• **PROBLEM STATEMENT**
Count the lines in the material that contain the string "pink", matching case exactly, and reply with the number only.

• **DATA EXCERPTS**
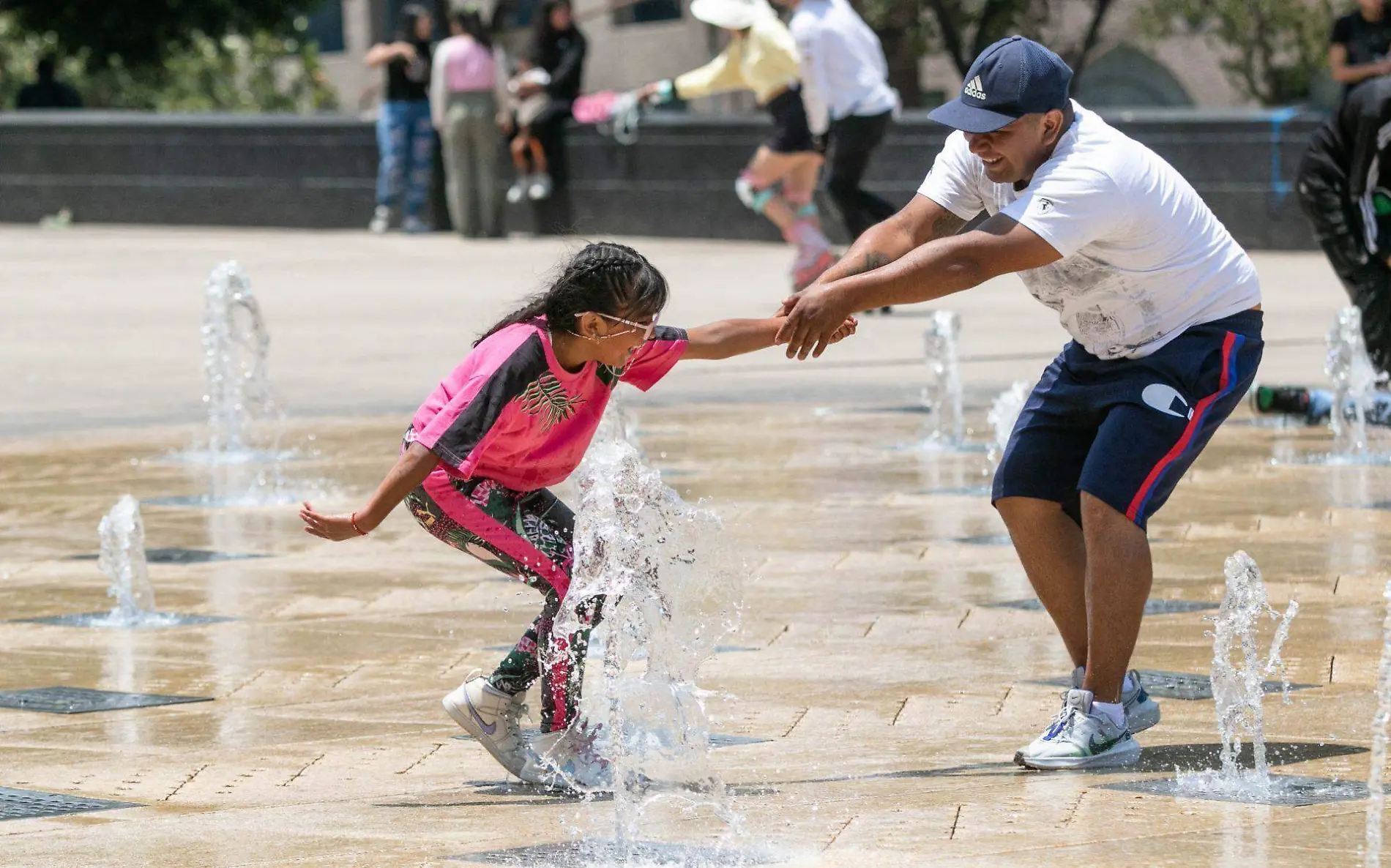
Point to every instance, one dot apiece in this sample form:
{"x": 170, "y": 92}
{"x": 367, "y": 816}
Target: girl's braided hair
{"x": 603, "y": 277}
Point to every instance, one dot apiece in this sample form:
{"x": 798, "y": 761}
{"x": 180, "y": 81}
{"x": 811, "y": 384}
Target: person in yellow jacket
{"x": 780, "y": 179}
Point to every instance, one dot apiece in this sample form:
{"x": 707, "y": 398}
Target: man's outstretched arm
{"x": 936, "y": 269}
{"x": 920, "y": 222}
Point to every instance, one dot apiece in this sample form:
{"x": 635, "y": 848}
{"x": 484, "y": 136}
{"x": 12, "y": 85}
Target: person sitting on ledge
{"x": 48, "y": 92}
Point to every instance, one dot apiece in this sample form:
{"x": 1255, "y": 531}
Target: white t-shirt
{"x": 843, "y": 70}
{"x": 1142, "y": 256}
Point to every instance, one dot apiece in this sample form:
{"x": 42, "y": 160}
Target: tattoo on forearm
{"x": 946, "y": 225}
{"x": 873, "y": 261}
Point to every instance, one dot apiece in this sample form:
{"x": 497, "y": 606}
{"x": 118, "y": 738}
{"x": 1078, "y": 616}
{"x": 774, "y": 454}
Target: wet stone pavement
{"x": 867, "y": 711}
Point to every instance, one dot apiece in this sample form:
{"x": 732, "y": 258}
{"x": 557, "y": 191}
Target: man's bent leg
{"x": 1053, "y": 554}
{"x": 1119, "y": 575}
{"x": 1035, "y": 491}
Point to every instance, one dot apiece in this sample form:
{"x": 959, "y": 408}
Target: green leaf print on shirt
{"x": 547, "y": 397}
{"x": 608, "y": 375}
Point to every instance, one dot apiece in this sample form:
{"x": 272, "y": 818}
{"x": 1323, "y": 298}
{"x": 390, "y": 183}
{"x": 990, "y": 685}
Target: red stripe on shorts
{"x": 1190, "y": 430}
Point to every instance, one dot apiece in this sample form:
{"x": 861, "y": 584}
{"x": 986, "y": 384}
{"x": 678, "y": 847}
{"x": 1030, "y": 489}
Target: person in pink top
{"x": 466, "y": 89}
{"x": 511, "y": 420}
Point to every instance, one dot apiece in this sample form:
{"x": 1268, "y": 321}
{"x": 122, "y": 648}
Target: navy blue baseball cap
{"x": 1012, "y": 78}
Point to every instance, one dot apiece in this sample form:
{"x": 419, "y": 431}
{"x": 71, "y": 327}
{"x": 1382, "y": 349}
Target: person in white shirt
{"x": 1163, "y": 307}
{"x": 845, "y": 88}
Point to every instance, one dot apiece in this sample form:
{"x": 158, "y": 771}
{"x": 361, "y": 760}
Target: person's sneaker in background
{"x": 1077, "y": 739}
{"x": 380, "y": 220}
{"x": 1293, "y": 400}
{"x": 493, "y": 718}
{"x": 540, "y": 188}
{"x": 1141, "y": 710}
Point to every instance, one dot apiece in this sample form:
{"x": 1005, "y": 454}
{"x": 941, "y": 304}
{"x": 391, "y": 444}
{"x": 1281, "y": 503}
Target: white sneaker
{"x": 542, "y": 187}
{"x": 380, "y": 220}
{"x": 1141, "y": 711}
{"x": 1080, "y": 739}
{"x": 567, "y": 760}
{"x": 493, "y": 718}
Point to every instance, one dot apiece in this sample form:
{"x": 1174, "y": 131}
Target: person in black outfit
{"x": 558, "y": 48}
{"x": 405, "y": 132}
{"x": 1344, "y": 190}
{"x": 48, "y": 92}
{"x": 1360, "y": 45}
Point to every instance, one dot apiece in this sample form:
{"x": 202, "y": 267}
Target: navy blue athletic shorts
{"x": 1126, "y": 430}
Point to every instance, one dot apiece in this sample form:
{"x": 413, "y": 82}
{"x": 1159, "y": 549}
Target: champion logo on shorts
{"x": 1166, "y": 400}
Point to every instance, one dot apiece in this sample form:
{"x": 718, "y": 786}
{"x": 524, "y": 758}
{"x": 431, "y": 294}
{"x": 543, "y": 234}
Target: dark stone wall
{"x": 675, "y": 182}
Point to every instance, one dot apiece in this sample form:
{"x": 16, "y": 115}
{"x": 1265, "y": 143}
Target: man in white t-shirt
{"x": 845, "y": 86}
{"x": 1165, "y": 313}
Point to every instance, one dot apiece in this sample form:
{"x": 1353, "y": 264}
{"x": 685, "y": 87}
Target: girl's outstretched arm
{"x": 412, "y": 469}
{"x": 737, "y": 337}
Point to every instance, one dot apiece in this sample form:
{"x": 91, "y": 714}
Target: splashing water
{"x": 942, "y": 395}
{"x": 1237, "y": 685}
{"x": 1376, "y": 778}
{"x": 1004, "y": 412}
{"x": 1354, "y": 378}
{"x": 123, "y": 561}
{"x": 236, "y": 352}
{"x": 674, "y": 591}
{"x": 245, "y": 423}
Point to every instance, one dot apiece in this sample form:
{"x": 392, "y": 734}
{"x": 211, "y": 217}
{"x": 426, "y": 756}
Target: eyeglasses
{"x": 647, "y": 329}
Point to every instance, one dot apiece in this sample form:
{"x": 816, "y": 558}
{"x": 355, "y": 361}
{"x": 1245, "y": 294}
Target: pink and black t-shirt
{"x": 511, "y": 414}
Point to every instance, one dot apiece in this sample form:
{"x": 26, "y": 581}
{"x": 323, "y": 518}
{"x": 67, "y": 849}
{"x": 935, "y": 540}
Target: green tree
{"x": 145, "y": 32}
{"x": 1276, "y": 48}
{"x": 264, "y": 71}
{"x": 963, "y": 28}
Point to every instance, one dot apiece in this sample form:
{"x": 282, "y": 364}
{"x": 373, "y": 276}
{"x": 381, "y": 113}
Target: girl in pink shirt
{"x": 514, "y": 418}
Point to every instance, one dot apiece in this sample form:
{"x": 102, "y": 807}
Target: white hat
{"x": 729, "y": 14}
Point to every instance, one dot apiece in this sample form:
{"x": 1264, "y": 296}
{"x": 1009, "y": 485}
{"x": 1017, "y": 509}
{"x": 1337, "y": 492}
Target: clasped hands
{"x": 817, "y": 318}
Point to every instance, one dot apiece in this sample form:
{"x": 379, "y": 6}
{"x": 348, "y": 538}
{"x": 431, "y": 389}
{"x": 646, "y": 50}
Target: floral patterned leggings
{"x": 529, "y": 536}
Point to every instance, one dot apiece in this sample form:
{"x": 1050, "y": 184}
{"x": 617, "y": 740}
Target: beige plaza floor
{"x": 870, "y": 703}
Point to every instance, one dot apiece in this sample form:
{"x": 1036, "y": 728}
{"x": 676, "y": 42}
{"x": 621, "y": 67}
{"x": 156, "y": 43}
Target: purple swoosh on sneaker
{"x": 487, "y": 727}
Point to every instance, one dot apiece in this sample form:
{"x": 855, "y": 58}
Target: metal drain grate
{"x": 1152, "y": 607}
{"x": 20, "y": 804}
{"x": 715, "y": 741}
{"x": 1179, "y": 685}
{"x": 149, "y": 621}
{"x": 582, "y": 854}
{"x": 1287, "y": 790}
{"x": 984, "y": 540}
{"x": 81, "y": 700}
{"x": 182, "y": 555}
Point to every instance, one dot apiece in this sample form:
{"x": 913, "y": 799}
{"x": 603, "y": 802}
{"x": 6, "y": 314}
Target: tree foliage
{"x": 264, "y": 71}
{"x": 1276, "y": 48}
{"x": 143, "y": 32}
{"x": 963, "y": 28}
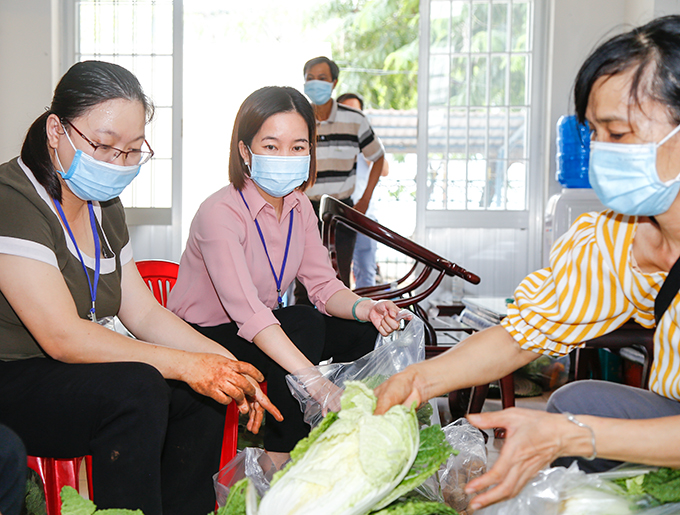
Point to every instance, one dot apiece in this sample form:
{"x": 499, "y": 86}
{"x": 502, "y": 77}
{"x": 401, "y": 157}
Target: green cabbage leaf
{"x": 349, "y": 465}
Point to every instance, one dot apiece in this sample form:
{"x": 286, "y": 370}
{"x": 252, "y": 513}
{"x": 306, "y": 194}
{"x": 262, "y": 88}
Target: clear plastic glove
{"x": 323, "y": 391}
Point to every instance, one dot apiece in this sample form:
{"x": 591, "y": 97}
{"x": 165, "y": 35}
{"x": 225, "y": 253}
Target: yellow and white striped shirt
{"x": 592, "y": 287}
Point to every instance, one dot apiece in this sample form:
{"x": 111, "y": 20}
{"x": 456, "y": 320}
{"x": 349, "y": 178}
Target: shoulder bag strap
{"x": 667, "y": 293}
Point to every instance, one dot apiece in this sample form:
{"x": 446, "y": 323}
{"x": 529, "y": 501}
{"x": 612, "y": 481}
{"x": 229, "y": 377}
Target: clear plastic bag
{"x": 114, "y": 324}
{"x": 569, "y": 491}
{"x": 448, "y": 485}
{"x": 251, "y": 462}
{"x": 318, "y": 389}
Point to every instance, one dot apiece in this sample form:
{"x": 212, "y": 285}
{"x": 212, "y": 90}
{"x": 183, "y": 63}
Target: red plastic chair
{"x": 160, "y": 276}
{"x": 57, "y": 473}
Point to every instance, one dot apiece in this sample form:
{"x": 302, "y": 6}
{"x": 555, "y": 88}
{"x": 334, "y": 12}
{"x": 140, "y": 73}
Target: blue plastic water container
{"x": 573, "y": 153}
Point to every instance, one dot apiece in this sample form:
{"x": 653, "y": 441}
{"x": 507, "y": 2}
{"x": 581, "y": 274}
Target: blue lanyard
{"x": 97, "y": 253}
{"x": 285, "y": 255}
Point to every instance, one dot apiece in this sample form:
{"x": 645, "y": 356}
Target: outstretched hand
{"x": 401, "y": 388}
{"x": 534, "y": 439}
{"x": 384, "y": 315}
{"x": 256, "y": 406}
{"x": 224, "y": 380}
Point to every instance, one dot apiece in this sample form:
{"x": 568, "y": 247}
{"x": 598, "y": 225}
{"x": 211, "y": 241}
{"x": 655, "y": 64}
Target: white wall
{"x": 27, "y": 60}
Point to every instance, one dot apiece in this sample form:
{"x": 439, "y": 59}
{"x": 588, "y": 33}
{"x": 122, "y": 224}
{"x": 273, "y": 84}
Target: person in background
{"x": 364, "y": 266}
{"x": 608, "y": 268}
{"x": 149, "y": 410}
{"x": 342, "y": 134}
{"x": 12, "y": 472}
{"x": 250, "y": 240}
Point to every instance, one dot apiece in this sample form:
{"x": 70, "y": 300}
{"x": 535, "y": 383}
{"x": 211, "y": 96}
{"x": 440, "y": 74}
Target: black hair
{"x": 347, "y": 96}
{"x": 335, "y": 71}
{"x": 84, "y": 86}
{"x": 652, "y": 50}
{"x": 255, "y": 110}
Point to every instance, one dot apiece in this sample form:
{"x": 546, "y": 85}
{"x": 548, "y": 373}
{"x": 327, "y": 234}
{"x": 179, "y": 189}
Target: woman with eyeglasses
{"x": 149, "y": 410}
{"x": 610, "y": 267}
{"x": 247, "y": 244}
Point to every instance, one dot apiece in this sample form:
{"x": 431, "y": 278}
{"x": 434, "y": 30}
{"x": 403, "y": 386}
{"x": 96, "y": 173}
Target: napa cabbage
{"x": 346, "y": 466}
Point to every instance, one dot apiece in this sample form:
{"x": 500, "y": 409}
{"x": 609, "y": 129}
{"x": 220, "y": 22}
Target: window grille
{"x": 480, "y": 59}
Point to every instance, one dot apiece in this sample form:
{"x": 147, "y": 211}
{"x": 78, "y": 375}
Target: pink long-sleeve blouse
{"x": 224, "y": 273}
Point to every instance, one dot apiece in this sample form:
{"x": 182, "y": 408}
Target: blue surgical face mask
{"x": 318, "y": 91}
{"x": 90, "y": 179}
{"x": 278, "y": 175}
{"x": 625, "y": 178}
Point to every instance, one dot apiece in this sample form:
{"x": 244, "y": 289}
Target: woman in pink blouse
{"x": 250, "y": 240}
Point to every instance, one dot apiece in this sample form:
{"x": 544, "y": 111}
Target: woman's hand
{"x": 534, "y": 439}
{"x": 401, "y": 388}
{"x": 256, "y": 406}
{"x": 224, "y": 379}
{"x": 383, "y": 315}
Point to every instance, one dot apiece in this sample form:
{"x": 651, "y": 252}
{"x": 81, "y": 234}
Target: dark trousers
{"x": 319, "y": 337}
{"x": 345, "y": 238}
{"x": 155, "y": 444}
{"x": 609, "y": 400}
{"x": 12, "y": 472}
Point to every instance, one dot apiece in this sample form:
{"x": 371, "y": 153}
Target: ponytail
{"x": 35, "y": 153}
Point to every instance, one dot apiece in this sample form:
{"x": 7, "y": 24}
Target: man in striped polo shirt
{"x": 342, "y": 133}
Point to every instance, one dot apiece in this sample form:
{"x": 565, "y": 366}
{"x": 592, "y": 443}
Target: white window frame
{"x": 171, "y": 216}
{"x": 530, "y": 219}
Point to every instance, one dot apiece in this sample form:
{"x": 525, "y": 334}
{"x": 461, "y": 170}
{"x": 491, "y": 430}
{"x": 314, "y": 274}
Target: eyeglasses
{"x": 107, "y": 153}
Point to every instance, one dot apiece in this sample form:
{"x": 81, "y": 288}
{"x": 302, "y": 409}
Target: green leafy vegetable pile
{"x": 73, "y": 504}
{"x": 662, "y": 484}
{"x": 353, "y": 463}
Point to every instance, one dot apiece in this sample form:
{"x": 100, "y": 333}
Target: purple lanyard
{"x": 285, "y": 255}
{"x": 97, "y": 251}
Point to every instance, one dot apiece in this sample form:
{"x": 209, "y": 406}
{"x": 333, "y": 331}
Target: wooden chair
{"x": 410, "y": 289}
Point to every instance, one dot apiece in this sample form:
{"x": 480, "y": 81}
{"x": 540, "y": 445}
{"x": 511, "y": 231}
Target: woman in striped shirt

• **COMPLETED TASK**
5